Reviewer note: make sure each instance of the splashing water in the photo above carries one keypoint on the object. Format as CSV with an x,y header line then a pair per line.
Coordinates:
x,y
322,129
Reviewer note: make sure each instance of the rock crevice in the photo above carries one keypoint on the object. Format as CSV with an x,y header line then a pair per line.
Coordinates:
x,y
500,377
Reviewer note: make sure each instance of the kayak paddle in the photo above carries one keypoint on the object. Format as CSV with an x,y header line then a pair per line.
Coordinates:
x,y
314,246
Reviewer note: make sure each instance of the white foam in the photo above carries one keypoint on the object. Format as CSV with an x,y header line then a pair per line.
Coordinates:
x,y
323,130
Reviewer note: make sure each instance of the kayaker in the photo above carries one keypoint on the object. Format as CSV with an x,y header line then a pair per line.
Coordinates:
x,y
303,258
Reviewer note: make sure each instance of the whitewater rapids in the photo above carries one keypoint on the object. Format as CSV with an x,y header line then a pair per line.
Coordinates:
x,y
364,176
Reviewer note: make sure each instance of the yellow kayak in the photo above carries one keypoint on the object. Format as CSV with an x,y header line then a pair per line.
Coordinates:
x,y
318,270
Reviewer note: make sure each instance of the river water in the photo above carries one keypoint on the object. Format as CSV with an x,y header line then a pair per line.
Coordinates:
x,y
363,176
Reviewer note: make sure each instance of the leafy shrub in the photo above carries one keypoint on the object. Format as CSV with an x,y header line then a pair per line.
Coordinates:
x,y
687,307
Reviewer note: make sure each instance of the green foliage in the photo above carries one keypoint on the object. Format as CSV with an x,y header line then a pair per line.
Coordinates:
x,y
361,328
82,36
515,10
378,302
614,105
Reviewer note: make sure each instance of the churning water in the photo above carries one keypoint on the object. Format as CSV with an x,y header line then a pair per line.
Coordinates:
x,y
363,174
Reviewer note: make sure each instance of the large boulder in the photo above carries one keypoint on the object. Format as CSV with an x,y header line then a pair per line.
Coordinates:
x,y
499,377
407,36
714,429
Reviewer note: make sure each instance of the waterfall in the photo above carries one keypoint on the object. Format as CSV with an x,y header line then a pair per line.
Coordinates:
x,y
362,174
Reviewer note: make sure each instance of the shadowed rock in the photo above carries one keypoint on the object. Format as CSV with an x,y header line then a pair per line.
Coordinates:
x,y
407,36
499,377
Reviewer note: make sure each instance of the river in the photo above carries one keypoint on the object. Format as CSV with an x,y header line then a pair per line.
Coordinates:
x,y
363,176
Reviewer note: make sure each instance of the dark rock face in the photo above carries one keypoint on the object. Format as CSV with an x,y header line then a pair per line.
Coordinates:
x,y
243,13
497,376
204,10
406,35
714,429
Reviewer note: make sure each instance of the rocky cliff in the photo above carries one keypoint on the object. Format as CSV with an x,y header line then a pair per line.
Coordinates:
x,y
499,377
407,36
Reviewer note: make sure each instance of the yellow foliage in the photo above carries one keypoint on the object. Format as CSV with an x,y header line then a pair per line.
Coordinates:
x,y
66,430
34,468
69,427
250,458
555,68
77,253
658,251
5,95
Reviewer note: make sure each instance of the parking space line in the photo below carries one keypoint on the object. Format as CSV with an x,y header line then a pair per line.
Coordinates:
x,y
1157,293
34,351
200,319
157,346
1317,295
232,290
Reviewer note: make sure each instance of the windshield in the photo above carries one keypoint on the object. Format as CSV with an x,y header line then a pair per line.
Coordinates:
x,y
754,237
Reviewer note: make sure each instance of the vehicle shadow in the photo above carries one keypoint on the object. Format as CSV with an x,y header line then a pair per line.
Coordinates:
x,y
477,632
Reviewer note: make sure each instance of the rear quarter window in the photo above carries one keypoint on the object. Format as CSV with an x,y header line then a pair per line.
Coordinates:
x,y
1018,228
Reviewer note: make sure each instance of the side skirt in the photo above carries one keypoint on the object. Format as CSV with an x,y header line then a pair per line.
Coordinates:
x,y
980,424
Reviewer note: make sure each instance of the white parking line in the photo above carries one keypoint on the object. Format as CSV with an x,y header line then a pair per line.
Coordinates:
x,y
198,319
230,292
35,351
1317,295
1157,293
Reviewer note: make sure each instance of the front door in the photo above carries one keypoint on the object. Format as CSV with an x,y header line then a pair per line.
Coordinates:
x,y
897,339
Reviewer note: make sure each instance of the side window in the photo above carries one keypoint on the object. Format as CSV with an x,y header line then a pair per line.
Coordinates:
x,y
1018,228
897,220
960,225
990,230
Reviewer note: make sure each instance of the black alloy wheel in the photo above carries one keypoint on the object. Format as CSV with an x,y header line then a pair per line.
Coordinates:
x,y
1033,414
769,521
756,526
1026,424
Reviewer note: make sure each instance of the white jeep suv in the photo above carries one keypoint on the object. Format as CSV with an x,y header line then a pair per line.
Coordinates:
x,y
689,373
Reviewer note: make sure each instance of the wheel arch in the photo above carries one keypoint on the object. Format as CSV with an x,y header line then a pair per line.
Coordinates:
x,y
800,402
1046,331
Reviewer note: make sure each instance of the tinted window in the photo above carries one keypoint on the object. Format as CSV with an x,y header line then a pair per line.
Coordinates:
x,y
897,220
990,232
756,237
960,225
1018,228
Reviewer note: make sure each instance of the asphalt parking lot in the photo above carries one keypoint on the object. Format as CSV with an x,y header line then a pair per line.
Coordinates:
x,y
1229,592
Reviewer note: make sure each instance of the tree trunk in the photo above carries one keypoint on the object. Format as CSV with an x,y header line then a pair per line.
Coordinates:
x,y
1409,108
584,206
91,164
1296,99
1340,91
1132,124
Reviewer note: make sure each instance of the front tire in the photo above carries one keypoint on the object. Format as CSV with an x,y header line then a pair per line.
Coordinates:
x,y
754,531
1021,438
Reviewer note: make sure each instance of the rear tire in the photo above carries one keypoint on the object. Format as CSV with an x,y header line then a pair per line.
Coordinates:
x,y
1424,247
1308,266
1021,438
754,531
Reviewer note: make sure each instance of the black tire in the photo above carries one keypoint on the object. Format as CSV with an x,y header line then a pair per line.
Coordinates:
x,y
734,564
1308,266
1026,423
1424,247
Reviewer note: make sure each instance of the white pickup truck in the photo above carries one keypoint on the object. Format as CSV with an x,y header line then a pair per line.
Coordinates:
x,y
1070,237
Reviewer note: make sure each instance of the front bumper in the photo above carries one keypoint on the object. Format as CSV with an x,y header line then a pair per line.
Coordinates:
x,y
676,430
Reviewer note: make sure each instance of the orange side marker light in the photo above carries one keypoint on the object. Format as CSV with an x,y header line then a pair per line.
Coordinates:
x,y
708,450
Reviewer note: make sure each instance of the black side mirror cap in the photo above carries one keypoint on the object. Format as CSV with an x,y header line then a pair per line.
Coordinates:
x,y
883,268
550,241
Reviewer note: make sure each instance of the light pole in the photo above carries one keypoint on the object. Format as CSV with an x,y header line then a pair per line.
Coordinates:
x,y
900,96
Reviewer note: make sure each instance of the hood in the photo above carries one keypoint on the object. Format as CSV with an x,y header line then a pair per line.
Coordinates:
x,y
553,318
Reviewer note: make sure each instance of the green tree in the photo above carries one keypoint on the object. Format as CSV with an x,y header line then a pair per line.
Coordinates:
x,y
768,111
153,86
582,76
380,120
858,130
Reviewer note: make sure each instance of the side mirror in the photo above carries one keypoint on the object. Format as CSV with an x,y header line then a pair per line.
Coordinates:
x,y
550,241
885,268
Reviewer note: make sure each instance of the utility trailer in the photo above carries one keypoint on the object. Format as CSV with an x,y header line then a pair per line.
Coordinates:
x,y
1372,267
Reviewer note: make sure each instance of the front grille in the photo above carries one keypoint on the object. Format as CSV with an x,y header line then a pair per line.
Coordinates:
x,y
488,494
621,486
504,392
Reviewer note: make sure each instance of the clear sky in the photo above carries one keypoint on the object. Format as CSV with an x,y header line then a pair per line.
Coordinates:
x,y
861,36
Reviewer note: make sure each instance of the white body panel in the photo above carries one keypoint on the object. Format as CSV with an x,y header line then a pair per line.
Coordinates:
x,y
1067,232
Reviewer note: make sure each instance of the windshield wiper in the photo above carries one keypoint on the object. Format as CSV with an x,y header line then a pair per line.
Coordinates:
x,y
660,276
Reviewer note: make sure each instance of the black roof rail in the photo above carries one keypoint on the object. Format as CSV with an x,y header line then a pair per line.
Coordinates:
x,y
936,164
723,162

> Task details:
Output the lines of the records above exactly as they appear, from the line containing "Reviewer note: make sure each instance of the green foliage" through the line containing "Reviewer note: make sure each instance of the waterfall".

> Reply:
Reviewer note: make sure each instance of the green foliage in the photo above carries one keypoint on the object. Format as CSV with an x,y header line then a pair per line.
Coordinates:
x,y
361,328
82,36
515,10
378,302
614,105
Reviewer note: make sure each instance of the churning water in the photo above carries one keypoint on the object. Format as CSV with an x,y header line then a pair per line.
Coordinates:
x,y
363,174
Reviewer note: make sure each instance of the large boulder in the photo above carries one keypoint on the object. Format as CSV with an x,y header line then a pair per line.
Coordinates:
x,y
499,377
407,36
714,429
Reviewer note: make sure each instance of the waterfall in the photo above carries one keypoint on the object. Format as CSV with an x,y header line then a pair per line.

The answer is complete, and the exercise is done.